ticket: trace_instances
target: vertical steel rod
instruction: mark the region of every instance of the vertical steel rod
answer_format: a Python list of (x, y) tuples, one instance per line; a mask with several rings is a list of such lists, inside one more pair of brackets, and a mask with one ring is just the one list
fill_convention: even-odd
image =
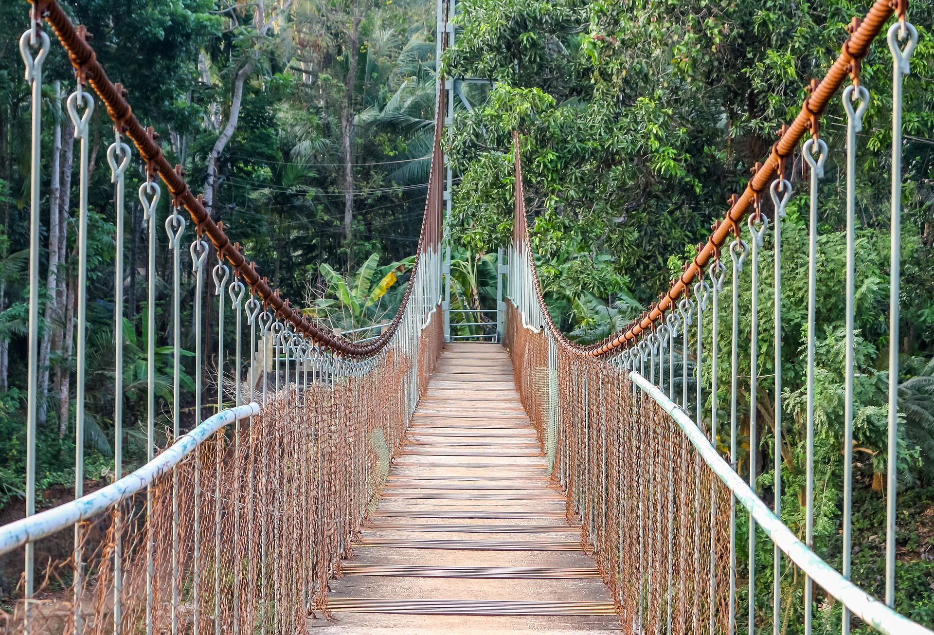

******************************

* Task brief: Please revise the rows above by replacing "vertical steel rod" with "upright metal bar" everywhere it appears, leaving everything else unchanged. Omit the pictures from your answer.

* Solution for this task:
ticket: trace_instances
target: upright metal bar
instruction: mark the region of every instance of the upright metal bar
answer_format: a Python list of (x, y) tuples, one instance per line; a mask with several rings is a list of such lists, inside one more pair of brackets, and a mask with one ring is just the one list
fill_convention: even-odd
image =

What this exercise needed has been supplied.